### TASK TO CARRY OUT
Reproduce exactly, from the data that follows, the line with "Place a point on each instance of the handbag, one", the line with "Place a point on each instance of the man in bucket", and every line that lies between them.

Dataset items
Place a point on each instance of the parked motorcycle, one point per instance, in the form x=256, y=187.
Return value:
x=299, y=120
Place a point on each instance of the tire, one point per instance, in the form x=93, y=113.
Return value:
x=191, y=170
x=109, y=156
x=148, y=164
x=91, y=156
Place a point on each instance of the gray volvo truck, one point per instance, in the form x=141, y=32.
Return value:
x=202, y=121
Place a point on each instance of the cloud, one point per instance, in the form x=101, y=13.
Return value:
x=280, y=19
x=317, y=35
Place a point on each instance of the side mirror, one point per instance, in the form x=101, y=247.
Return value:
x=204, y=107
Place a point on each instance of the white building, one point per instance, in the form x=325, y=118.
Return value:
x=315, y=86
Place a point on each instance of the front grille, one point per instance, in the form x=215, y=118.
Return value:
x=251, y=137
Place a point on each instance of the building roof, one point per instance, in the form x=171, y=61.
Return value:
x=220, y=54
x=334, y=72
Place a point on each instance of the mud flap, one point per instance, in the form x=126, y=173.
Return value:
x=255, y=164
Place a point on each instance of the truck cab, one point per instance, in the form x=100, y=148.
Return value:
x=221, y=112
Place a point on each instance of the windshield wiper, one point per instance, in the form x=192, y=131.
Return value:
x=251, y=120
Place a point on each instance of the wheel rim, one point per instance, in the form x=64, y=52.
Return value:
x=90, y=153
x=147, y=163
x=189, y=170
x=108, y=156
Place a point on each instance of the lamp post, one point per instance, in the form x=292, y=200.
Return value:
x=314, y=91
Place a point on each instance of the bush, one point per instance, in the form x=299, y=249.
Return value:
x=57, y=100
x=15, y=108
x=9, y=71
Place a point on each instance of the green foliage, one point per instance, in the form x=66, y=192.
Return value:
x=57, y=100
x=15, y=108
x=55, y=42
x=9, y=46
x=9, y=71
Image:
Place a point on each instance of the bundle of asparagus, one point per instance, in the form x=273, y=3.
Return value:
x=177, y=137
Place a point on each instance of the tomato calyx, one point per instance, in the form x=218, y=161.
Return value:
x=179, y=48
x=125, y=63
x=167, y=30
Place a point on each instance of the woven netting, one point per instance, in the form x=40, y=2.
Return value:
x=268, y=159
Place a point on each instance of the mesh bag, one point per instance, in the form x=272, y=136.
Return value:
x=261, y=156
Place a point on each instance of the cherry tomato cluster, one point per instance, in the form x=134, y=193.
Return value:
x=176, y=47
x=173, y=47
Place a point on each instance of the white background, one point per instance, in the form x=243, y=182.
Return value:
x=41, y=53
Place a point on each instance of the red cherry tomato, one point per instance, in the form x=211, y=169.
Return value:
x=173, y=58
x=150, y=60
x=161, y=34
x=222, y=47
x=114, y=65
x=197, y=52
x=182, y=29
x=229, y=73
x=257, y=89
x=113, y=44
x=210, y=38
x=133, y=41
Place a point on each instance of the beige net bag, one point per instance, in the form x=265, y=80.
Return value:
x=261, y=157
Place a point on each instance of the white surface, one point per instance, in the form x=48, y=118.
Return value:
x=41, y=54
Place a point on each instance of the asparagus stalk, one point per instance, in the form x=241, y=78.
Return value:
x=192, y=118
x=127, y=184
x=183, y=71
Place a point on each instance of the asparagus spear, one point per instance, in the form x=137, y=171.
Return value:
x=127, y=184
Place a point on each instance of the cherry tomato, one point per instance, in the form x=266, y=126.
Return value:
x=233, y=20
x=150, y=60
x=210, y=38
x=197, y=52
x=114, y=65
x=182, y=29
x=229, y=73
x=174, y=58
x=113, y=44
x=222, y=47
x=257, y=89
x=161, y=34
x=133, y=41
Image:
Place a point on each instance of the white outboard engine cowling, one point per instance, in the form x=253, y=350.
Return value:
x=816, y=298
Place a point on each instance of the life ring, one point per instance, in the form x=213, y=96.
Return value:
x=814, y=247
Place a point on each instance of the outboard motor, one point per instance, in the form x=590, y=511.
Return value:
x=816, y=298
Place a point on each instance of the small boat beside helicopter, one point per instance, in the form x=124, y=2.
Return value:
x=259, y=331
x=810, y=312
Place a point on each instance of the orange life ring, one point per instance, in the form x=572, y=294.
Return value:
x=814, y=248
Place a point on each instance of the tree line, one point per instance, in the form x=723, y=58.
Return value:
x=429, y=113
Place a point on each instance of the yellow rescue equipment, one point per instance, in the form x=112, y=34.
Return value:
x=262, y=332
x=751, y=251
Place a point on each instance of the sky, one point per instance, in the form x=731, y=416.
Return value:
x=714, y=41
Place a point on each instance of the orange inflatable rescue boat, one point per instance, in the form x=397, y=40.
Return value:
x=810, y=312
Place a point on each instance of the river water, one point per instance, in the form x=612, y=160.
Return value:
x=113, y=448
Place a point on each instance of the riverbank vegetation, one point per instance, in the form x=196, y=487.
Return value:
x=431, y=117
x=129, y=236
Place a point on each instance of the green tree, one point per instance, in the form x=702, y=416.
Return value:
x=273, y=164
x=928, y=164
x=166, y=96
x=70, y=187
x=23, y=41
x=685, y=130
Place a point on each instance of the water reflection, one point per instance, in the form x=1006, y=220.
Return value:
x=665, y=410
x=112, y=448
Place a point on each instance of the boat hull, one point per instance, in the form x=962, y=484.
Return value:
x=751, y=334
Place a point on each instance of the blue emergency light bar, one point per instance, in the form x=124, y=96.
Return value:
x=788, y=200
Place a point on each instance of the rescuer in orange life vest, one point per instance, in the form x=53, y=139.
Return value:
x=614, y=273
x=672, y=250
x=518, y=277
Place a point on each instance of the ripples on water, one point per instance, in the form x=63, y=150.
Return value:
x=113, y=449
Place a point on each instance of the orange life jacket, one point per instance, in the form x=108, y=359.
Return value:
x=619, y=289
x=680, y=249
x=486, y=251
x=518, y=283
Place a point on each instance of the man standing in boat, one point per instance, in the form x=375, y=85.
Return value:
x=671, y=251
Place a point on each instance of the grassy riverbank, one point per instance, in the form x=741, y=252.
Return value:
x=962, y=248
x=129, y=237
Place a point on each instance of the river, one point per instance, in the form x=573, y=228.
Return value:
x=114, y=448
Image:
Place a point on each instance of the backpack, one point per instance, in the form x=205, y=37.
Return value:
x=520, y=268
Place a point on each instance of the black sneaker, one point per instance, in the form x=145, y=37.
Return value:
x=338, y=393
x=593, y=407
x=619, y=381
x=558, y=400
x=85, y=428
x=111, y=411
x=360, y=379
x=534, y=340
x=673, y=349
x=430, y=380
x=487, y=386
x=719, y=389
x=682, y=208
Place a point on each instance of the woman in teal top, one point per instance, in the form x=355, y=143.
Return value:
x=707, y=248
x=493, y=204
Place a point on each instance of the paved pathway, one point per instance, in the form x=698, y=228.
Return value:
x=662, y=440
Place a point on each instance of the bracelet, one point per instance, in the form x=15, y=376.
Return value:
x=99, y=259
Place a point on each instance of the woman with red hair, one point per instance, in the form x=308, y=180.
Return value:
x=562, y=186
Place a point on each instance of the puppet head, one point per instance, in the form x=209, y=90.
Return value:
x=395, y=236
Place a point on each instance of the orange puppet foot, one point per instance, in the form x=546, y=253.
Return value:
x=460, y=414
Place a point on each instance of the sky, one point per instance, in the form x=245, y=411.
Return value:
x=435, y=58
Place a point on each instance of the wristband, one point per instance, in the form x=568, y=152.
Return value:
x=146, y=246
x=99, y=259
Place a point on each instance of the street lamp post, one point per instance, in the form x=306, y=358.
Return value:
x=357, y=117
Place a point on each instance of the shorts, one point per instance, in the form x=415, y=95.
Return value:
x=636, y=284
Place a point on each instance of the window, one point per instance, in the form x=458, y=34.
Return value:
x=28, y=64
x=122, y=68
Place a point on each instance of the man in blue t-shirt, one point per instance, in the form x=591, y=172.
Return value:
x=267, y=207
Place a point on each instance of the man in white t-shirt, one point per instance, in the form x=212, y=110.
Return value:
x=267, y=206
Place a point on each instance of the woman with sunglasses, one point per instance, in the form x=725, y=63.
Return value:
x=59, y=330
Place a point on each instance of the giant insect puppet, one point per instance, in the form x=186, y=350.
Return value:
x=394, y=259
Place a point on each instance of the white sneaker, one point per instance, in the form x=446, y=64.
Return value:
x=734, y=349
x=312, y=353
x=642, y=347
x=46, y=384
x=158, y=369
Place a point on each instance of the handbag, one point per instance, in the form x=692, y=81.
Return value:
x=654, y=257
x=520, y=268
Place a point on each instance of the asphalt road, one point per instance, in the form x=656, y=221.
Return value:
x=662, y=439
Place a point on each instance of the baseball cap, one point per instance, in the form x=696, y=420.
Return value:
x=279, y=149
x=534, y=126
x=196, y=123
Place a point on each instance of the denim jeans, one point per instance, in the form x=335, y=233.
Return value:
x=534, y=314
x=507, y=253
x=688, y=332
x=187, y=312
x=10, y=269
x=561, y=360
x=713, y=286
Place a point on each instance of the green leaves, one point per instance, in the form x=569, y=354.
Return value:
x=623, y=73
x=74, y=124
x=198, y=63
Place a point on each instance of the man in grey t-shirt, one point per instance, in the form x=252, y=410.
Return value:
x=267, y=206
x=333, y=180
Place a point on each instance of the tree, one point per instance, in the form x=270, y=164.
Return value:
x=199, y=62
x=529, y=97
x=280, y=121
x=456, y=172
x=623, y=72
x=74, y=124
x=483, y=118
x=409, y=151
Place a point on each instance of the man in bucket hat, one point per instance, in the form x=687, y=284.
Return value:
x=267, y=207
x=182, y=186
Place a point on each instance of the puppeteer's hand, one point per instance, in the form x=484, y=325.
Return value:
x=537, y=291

### TASK ANSWER
Place a point on each instance of the handbag, one point per instance, in the form x=692, y=81.
Return value:
x=654, y=257
x=520, y=268
Place a point on each instance of the asphalt road, one point per instance, in the form x=656, y=221.
Return value:
x=662, y=439
Place a point on each instance of the baseball cap, one point per instance, in the form x=696, y=420.
Return value:
x=279, y=149
x=534, y=126
x=196, y=123
Place a point on each instance of the denim jeans, one point per instance, in the form x=335, y=233.
Return value:
x=534, y=314
x=507, y=253
x=688, y=332
x=187, y=312
x=10, y=269
x=561, y=360
x=713, y=286
Place a point on each instance of the green leaves, one point per instance, in the form x=569, y=354.
Return value:
x=623, y=73
x=74, y=124
x=198, y=63
Place a point on each instance of the man in grey t-shirt, one point per instance, in the form x=252, y=410.
Return value:
x=267, y=206
x=333, y=180
Place a point on each instance of the tree, one point per instance, in the form x=270, y=164.
Return value:
x=199, y=62
x=529, y=97
x=280, y=121
x=456, y=172
x=623, y=72
x=74, y=124
x=483, y=118
x=409, y=151
Place a point on each instance of the man in bucket hat, one point per instance, in the form x=687, y=284.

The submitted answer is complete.